Requirements >> Reproduce the listing below without changes, starting at its first line and ending with the line that contains "[93,86,400,105]", with both of those lines included.

----- Records provided

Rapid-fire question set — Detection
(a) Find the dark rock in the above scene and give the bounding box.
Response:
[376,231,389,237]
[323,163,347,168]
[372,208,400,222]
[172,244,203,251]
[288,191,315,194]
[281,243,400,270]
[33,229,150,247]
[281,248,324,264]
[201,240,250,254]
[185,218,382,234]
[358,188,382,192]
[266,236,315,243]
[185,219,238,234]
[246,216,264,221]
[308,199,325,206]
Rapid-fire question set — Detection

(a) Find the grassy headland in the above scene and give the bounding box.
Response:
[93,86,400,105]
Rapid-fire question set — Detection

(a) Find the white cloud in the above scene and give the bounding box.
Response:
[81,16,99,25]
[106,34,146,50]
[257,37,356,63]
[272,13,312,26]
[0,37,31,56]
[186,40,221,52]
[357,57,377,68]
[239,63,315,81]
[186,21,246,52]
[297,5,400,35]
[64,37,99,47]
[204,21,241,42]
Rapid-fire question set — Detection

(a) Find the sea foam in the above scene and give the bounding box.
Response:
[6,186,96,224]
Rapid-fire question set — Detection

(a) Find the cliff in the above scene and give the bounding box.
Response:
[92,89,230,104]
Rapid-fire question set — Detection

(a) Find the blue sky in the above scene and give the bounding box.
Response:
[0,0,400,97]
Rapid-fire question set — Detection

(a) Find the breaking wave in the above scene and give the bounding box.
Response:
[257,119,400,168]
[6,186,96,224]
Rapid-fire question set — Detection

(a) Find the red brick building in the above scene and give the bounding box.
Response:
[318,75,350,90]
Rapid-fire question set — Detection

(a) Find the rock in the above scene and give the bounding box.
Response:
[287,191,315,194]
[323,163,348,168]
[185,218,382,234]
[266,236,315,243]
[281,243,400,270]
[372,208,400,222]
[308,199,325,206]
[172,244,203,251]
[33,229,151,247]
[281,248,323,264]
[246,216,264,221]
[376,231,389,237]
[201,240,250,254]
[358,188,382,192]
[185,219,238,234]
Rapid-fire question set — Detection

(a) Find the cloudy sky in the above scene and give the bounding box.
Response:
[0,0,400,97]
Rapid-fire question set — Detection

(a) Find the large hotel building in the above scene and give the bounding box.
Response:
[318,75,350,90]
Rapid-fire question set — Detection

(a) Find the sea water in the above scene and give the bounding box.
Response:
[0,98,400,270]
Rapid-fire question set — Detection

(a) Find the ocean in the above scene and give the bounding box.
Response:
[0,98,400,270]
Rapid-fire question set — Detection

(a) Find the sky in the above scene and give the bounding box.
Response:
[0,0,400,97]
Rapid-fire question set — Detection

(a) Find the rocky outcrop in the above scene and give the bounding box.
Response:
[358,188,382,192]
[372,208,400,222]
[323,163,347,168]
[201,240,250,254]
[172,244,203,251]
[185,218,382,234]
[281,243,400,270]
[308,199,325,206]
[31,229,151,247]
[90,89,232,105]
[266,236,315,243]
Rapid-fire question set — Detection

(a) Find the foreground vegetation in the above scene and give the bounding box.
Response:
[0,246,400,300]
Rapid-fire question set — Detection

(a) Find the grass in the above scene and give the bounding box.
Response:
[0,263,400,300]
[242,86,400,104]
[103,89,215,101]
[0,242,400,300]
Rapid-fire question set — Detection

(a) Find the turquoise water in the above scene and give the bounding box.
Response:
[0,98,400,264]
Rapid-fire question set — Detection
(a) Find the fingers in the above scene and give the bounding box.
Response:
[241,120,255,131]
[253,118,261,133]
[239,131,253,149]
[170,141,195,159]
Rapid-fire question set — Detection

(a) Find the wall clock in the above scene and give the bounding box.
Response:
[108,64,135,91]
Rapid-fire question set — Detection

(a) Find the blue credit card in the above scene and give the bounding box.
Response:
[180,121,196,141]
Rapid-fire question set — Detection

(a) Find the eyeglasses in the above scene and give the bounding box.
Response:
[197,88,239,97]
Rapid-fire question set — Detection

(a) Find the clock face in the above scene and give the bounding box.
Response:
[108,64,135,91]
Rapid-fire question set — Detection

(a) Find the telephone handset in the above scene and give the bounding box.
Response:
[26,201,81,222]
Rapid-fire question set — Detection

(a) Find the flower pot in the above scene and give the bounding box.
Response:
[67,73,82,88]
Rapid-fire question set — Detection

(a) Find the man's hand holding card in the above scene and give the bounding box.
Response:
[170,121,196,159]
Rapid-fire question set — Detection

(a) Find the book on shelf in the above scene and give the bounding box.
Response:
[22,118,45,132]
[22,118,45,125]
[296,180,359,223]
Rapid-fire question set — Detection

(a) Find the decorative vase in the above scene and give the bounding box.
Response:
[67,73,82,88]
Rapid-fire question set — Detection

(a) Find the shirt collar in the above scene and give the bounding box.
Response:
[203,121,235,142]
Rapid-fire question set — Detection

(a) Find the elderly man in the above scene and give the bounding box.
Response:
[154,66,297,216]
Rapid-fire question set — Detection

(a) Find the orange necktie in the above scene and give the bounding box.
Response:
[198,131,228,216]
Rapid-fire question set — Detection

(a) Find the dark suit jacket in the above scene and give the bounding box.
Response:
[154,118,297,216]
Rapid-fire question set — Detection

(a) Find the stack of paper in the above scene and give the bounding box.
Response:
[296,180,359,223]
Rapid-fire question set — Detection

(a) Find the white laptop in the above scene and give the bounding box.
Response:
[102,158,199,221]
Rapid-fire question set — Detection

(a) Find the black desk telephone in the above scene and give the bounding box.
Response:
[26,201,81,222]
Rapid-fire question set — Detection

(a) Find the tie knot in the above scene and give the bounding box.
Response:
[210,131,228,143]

----------

The completed task >>
Rapid-fire question set — Detection
(a) Find the dark rock in the above scene and give the bounding box.
Response:
[376,231,389,237]
[323,163,347,168]
[372,208,400,222]
[172,244,203,251]
[288,191,315,194]
[281,243,400,270]
[33,229,150,247]
[281,248,324,264]
[201,240,250,254]
[185,218,382,234]
[358,188,382,192]
[266,236,315,243]
[185,219,238,234]
[246,216,264,221]
[308,199,325,206]
Rapid-fire question set — Detection

(a) Find the grassy headland in the above scene and give the bounding box.
Response:
[93,86,400,105]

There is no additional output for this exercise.